:: Items ::
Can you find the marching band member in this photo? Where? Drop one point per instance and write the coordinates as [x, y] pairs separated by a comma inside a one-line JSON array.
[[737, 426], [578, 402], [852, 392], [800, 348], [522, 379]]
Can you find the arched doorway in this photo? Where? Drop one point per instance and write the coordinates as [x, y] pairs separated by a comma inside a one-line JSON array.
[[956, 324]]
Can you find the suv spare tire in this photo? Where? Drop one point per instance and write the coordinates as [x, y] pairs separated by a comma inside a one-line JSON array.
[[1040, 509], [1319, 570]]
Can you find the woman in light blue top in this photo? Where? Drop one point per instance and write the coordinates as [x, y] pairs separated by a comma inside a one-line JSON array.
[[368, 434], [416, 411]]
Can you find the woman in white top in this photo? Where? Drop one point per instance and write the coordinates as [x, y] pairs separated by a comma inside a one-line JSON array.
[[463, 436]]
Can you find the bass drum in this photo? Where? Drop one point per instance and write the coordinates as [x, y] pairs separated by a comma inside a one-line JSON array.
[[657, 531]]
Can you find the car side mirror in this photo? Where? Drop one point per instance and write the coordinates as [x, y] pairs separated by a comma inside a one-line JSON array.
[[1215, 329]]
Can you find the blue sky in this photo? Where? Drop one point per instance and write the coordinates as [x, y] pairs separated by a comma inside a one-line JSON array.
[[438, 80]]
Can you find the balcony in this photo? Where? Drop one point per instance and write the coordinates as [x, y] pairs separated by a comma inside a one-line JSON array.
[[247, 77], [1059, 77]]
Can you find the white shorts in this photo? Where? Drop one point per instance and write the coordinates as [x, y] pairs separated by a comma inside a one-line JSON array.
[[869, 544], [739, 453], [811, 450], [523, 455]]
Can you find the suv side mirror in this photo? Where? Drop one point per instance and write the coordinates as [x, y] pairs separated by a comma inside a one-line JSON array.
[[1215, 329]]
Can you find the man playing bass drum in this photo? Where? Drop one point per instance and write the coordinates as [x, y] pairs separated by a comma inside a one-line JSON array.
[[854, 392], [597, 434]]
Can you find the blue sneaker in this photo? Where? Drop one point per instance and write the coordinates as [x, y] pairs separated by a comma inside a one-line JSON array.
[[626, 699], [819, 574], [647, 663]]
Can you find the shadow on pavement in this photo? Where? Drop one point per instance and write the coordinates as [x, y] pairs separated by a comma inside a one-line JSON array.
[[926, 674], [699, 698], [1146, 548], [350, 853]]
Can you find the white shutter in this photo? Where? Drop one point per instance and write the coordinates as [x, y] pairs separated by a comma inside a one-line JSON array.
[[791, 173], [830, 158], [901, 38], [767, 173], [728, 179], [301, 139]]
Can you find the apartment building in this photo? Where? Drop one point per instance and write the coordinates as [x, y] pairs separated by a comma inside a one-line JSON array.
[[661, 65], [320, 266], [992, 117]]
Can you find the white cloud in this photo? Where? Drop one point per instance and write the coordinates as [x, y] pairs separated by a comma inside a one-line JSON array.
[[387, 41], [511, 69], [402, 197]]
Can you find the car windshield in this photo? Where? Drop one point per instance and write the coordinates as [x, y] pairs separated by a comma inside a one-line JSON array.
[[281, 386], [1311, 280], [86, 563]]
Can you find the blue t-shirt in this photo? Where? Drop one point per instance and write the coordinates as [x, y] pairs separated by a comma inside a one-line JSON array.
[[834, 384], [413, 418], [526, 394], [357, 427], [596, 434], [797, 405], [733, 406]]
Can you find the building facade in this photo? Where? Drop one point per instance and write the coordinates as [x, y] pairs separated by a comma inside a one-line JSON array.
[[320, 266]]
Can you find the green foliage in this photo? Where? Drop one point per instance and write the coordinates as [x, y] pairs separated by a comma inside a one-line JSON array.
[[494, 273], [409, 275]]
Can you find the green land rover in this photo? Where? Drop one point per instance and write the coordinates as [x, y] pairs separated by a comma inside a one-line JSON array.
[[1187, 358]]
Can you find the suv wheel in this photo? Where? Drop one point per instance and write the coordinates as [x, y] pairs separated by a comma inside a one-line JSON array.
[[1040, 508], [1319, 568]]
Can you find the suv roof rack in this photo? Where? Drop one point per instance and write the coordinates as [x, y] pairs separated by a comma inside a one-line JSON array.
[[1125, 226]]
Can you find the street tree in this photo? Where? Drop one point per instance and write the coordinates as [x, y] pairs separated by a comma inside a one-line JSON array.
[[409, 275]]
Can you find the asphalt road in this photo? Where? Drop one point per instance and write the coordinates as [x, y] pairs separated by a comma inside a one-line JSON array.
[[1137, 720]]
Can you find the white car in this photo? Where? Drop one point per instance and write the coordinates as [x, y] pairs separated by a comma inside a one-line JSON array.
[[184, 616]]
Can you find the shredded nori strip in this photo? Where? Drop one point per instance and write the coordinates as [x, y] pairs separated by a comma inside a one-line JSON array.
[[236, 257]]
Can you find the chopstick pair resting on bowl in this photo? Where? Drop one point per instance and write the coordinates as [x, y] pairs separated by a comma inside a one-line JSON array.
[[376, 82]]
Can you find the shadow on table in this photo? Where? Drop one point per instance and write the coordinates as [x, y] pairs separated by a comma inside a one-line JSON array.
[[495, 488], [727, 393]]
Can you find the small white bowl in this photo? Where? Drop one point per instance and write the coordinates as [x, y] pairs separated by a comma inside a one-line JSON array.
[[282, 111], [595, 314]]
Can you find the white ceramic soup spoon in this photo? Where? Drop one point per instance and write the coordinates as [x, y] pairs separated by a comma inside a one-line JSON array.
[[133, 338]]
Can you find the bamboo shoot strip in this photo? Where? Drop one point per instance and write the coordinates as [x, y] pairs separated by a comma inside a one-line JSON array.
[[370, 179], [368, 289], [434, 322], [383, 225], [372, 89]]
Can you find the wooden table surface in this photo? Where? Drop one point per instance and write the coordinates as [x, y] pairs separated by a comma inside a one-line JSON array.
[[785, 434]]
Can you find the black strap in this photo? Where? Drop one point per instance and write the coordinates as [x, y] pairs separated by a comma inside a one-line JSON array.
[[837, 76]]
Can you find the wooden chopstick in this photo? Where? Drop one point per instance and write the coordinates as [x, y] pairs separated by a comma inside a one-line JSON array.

:: Written exercise ::
All of the entries need to be reproduced exactly; please write them out.

:: Task output ::
Can you find the marching band member in this photo? Where? Drop one point per instance and write the coordinates as [x, y] pairs separated by a comma inside a one-line JSON array.
[[737, 426], [578, 402], [852, 392], [800, 348], [522, 379]]
Can you find the arched doorway in this photo? Where? Drop one point per instance and write the coordinates as [x, y] pairs separated by a comma inside a one-line JSON array.
[[956, 324]]
Can you find the suv spare tire in this photo? Where? Drop one point per instance and write the coordinates as [x, y] pairs separated by a comma inside a one-line JSON array.
[[1040, 509], [1319, 570]]
Can you find the woman in light blue top in this photo? Where? Drop one point per instance and write the coordinates as [x, y] pairs separated by a comma inside a one-line JSON array.
[[368, 434], [416, 411]]
Can you find the woman in white top in this photo? Where? Drop one point per instance and write the coordinates as [x, y] pairs separated by a comma inside a one-line JSON array.
[[463, 436]]
Can you find the bass drum in this photo? Where? Drop one point per instance and write the coordinates as [x, y] pairs separated by a comma inside a one-line JSON array.
[[657, 531]]
Can you find the car side mirror in this photo? Where? Drop one point per instance and write the coordinates as [x, y] pairs separated by a comma inside a one-line JSON array.
[[1215, 329]]
Can you find the blue sky in this photo? Where? Drop one point per instance and write the coordinates as [x, y] pairs separated by a comma inside a one-line JSON array.
[[438, 80]]
Can you find the balcony in this photo? Where? Drop one point per instance and write the coordinates as [x, y] pairs separated by a comma inside a one-line JSON array.
[[247, 77], [1059, 77]]
Can you find the white shorts in this photo? Where? Drop one point per instance and write the coordinates as [x, y] pairs separated by a comma inside a one-line JSON array.
[[869, 544], [739, 453], [811, 450], [523, 455]]
Can you find the suv side mirror in this photo? Where? Drop one point per instance and write the coordinates as [x, y] pairs separated by a comma inside a one-line JSON array.
[[1215, 329]]
Can you find the man playing bass drum in this photo? Where? Drop one point per instance and write the coordinates as [x, y] pairs separated by a comma inside a one-line JSON array.
[[854, 392], [597, 434]]
Can you find the blue sneaker in this photo? Where? Drop one point per instance and write the coordinates as [x, y] pairs separated by a comma inside a one-line JSON array.
[[626, 699], [819, 574], [647, 663]]
Can you find the shadow on pavement in this photo? Where? Drop one point per instance and write the coordinates as [x, y] pairs separated by a comma inside a one-line JSON array.
[[926, 674], [699, 698], [1146, 548], [350, 853]]
Can you find the white shutter in this photo? Where? Drop one point per instance and write the coordinates as [x, y] pairs separated by a comma inside a one-line JSON array.
[[791, 173], [830, 158], [901, 38], [767, 173], [728, 179], [301, 139]]
Can you find the apartment building in this photo? Where? Drop one point per instance and write the coordinates as [x, y] pairs separated by a comma inside a one-line JSON array.
[[661, 65], [320, 266], [992, 117]]
Can you find the white cloud in this photo? Where? Drop one point per instance and write the coordinates as [x, y] pairs separated by a comma inside a one-line JSON array.
[[387, 41], [511, 69], [402, 197]]
Can you find the car windshield in this photo? Where? Drop one point per instance and write the coordinates as [x, y] pairs separated by a comma inside a one-line JSON array.
[[281, 386], [1311, 280], [86, 563]]
Can you find the blue t-shirt in this photo? Where? Drop one point per instance and write the coordinates as [x, y] pairs separated by a comma inside a one-line JSON array.
[[834, 384], [413, 418], [526, 394], [357, 427], [596, 434], [797, 405], [733, 406]]
Can you find the building facade in this photo? Where? Drop one point per instance and write the coordinates as [x, y] pairs separated by a comma inside a one-line JSON array.
[[320, 266]]
Can you find the green foliage in this photo? Where? Drop one point per instance and write the coordinates as [x, y] pairs separated by a comma inside a one-line JSON array.
[[494, 273], [409, 275]]
Can you find the green land rover in this photo? Where? Drop one point per instance and write the coordinates as [x, y] pairs separated by a comma inside a one-line JSON array.
[[1187, 358]]
Can you find the suv wheel in this photo? Where? Drop one point per instance and write the coordinates as [x, y] pairs separated by a comma inside a one-line JSON array.
[[1040, 508], [1319, 568]]
Can you find the suv roof rack in this photo? Where? Drop one point per instance and write the coordinates as [x, y] pairs separated by a comma inside a one-line JSON array.
[[1125, 226]]
Can you find the street tree in this photo? Where? Drop one point per instance and write the coordinates as [x, y] pairs separated by a comma inside a one-line JSON array.
[[409, 275]]
Can you find the asphalt road in this photo? Where? Drop one point per instance and write the coordinates as [x, y] pairs separated by a comma inside a one-line JSON array.
[[1137, 720]]
Can you find the white car in this photo? Where? Drop one point per instance and write the coordinates as [x, y] pairs separated by a comma inside a one-line JSON array.
[[184, 616]]
Can you find the shredded nori strip in this photo? Where? Drop one point per instance and write the coordinates as [x, y] pairs separated by a comma inside a one-line JSON array.
[[236, 257]]
Can you find the chopstick pair resting on bowl in this photo? Where? Drop one point per instance and write the coordinates as [x, y] pairs separated by a comma inside a one-line JSON array.
[[376, 82]]
Can you find the shadow on table in this photo? Where? Drop one point per instance and write the coordinates as [x, y] pairs separated by a comma inside a one-line JSON array.
[[495, 488], [727, 393]]
Can you find the small white bowl in this photo? Where? Drop one point per instance and write the coordinates as [x, y] pairs separated by a comma inside a one-line JSON array.
[[282, 111], [595, 314]]
Can you find the white ceramic soup spoon in this photo? Where? Drop one point per instance and write the coordinates as [x, y] pairs separated by a comma inside a one-line JSON array.
[[133, 338]]
Can you find the bamboo shoot strip in this photo? Where? Drop one point per instance and write the coordinates as [x, y] pairs separated by a comma inside a one-line JSON array.
[[370, 179], [368, 289], [434, 322], [383, 225], [372, 89]]
Can you find the wooden table surface in this photo? Where? Drop one point per instance and write the coordinates as [x, y] pairs separated by a comma inside a one-line JSON array.
[[785, 434]]
Can you find the black strap in this photo? Where? Drop one point per instance and write the coordinates as [x, y] pairs separated by a comma inside a one-line JSON array.
[[837, 76]]
Can you find the wooden chopstick in this photo? Where? Drop one point per instance and write the coordinates as [x, y] pairs separated by a comma inside a one-line JSON array.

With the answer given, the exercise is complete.